TEXT SECTION:
The following is a Christian Work Project sponsored in part by a grant from the Boston Baptist Social Union.

The Outdoor Church of Cambridge, Inc.

Introduction

The Outdoor Church is an outdoor church in Cambridge, Massachusetts, in which ordained and lay clergy provide pastoral and material care to homeless men and women of Cambridge who are outdoors most, if not all, of the time. Because we are outdoors, we have access to and can serve men and women who, because of shame or embarrassment, hostility or indifference, cannot or will not attend conventional church services nor avail themselves of the many programs and services offered by private and public institutions and agencies in Cambridge.

In the last year, we made more than 100 separate visits to more than 60 congregants. We held 4 memorial services on behalf of those of our congregants who died this past year. We will continue to work closely with shelters and other social service facilities and programs and distribute waistbands with our name and telephone number, so that our congregants can contact us if they are hospitalized or incarcerated.

Increasingly, feeding the chronically homeless men and women we encounter has always been at the center of our ministry. So far as we know, no other meal is served outdoors for homeless men and women in Cambridge over the weekend. Because the need is so great, we are expanding our meals program to include Saturday night, so that our congregants will have something to eat on both Saturday and Sunday. The program is underway; we expect to have it fully in place by the middle of 2010.

We serve more chronically homeless men and women than last year. in part because of economic conditions and in part because of state across-the-board cutbacks in social and other services. We continue to minister to congregants who are serving long prison sentences, are in jail or other detention facilities, are incarcerated in a DMH facility or are in an acute care medical facility. Others are temporarily absent because of arrests, emergency hospitalizations and involuntary commitments. It is essential to the increased number of chronically homeless people in need of pastoral attention that we continue to visit them on a regular basis, and that we increase the number of visits that we make to each of them, so that they remain members of our worshipping community.

The Program

We want to continue and expand our outreach program to
chronically homeless men and women in Cambridge who are confined in hospitals, prisons, jails and other institutions. We want to make visits to an increasing number of homeless men and women who need pastoral attention, we want to make more pastoral visits to each of them and we want to involve more staff, volunteers, interns and seminarians in our visiting program. Your support will help us pay for stipends for two clergy and one part-time staff person who will make those pastoral visits and who will work with the social workers, chaplains and other staff at such institutions who care for the chronically homeless in Cnmbridge to whom we minister.

When our congregants are imprisoning hospitalized or otherwise off the street and away from us for extended periods, it is crucial that we be able to continue and strengthen our relationships with them. We - and they - are concerned that they will no longer be part of a community in which they feel safe and which provides them with nonjudgmental spiritual and material support. This support includes regular communication with friends and family and contact with Cambridge social service agencies. If we can continue to serve our congregants while they are confined in institutions, there is a much greater likelihood that all the good we have done them will not evaporate. We can help them deal successfully with those institutions and assist the nursers chaplains, social workers and others who are charged with their care. When they are ready to be released we can help them prepare for life outdoors and connect them with the many Cambridge service providers who can help them when they return to the streets. While homeless men and women will continue to join, leave and rejoin us outdoors depending on the terms and length of their confinement, they will always rightly believe that they are still members of the only spiritual community in which they can enjoy any degree of support and safety.

We continue to encourage our interns and seminarians to join us in these visits and to cultivate relationships with hospital chaplains, social workers, nurses and institutional caregivers to help our congregants while they are confined. At the same time, other homeless people who are also confined but not already members of our church have been drawn to participate in our ministry.

EXCERPTED RECORDS:
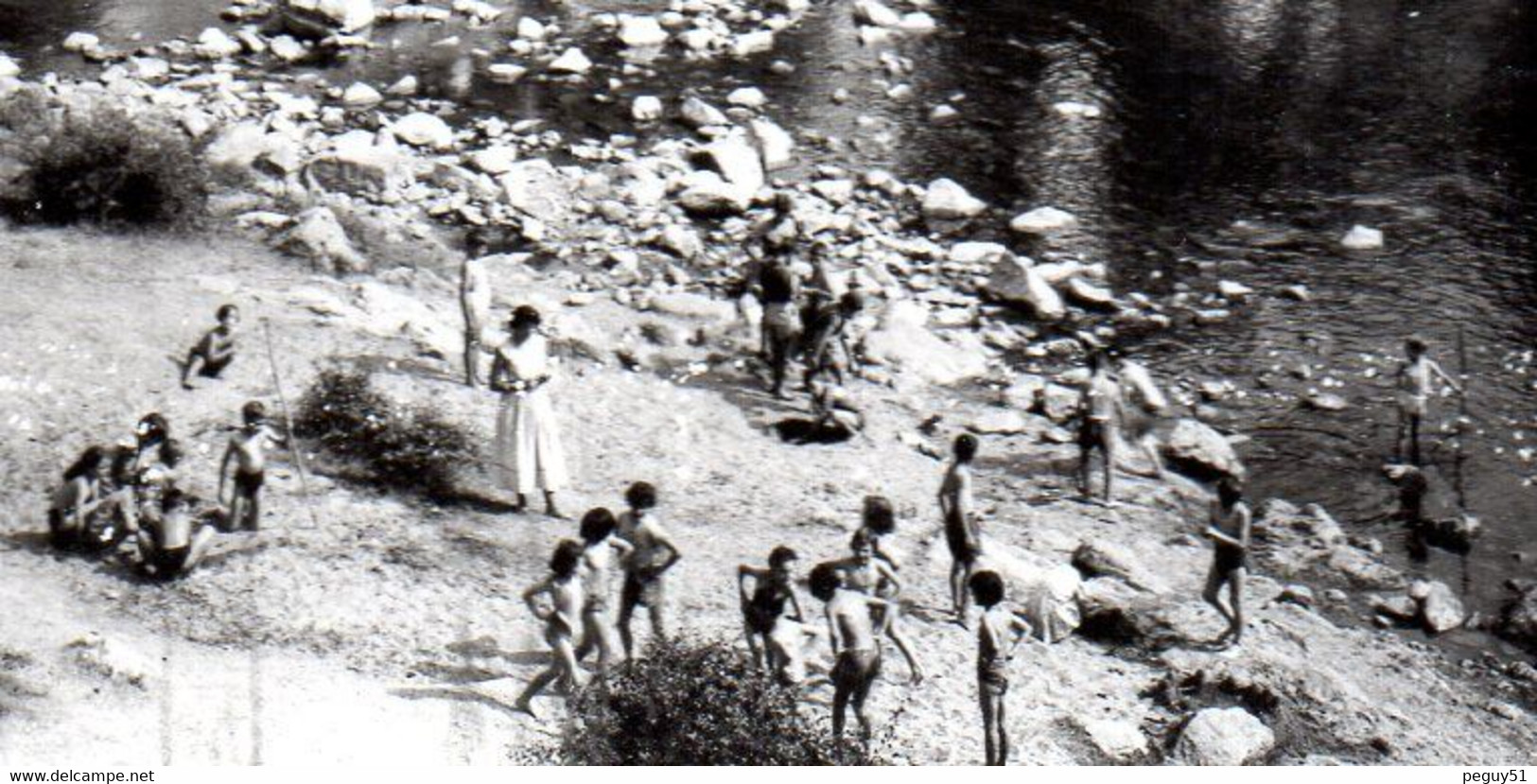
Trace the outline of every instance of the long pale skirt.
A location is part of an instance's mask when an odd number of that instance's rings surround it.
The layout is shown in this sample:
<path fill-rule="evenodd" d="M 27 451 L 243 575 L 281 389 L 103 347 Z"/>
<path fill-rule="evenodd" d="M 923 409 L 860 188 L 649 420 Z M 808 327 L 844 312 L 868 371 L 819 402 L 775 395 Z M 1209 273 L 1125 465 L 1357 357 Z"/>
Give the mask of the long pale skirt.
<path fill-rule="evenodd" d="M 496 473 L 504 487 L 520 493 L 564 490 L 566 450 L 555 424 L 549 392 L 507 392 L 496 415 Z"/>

==

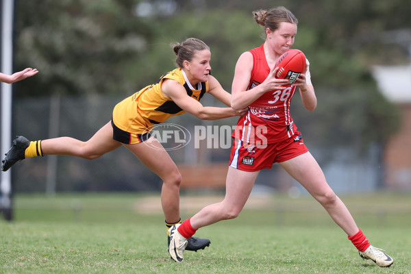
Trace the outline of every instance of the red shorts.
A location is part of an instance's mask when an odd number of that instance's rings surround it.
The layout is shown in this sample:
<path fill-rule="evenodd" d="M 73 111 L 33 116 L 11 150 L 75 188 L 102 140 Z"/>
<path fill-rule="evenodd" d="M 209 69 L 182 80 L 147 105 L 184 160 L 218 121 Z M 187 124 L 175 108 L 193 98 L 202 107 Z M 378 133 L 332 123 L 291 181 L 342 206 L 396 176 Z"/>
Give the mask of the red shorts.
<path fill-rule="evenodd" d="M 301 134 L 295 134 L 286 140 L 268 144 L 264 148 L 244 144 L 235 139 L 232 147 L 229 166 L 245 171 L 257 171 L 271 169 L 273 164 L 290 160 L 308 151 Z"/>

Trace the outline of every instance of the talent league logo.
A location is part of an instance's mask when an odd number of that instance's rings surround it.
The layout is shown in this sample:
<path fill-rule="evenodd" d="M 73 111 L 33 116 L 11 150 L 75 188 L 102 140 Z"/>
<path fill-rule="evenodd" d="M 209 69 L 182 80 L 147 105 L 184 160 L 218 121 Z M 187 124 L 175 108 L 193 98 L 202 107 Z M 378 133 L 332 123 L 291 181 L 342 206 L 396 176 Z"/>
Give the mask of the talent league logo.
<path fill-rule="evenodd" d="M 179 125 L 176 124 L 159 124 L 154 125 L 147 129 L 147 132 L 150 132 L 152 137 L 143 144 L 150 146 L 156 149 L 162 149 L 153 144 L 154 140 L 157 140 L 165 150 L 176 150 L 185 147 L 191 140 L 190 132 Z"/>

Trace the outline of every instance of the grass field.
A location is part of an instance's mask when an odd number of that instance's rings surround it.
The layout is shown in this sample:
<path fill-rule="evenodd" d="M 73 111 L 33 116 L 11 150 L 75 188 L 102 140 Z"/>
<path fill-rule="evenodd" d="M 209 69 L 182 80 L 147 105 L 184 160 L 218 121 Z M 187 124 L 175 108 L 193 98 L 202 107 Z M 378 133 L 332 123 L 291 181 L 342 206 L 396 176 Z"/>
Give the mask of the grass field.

QUESTIONS:
1. Could you output the Outdoor Church text word for word, from "In the last" up to and including "hospitalized or incarcerated."?
2. In the Outdoor Church text, how many memorial services were held in the last year?
3. What is the Spanish translation of this sentence from the Outdoor Church text: "So far as we know, no other meal is served outdoors for homeless men and women in Cambridge over the weekend."

RESULTS OF THE TASKS:
1.
In the last year, we made more than 100 separate visits to more than 60 congregants. We held 4 memorial services on behalf of those of our congregants who died this past year. We will continue to work closely with shelters and other social service facilities and programs and distribute waistbands with our name and telephone number, so that our congregants can contact us if they are hospitalized or incarcerated.

2. Four memorial services.

3. Hasta donde sabemos, no se sirve ninguna otra comida al aire libre para hombres y mujeres sin hogar en Cambridge durante el fin de semana.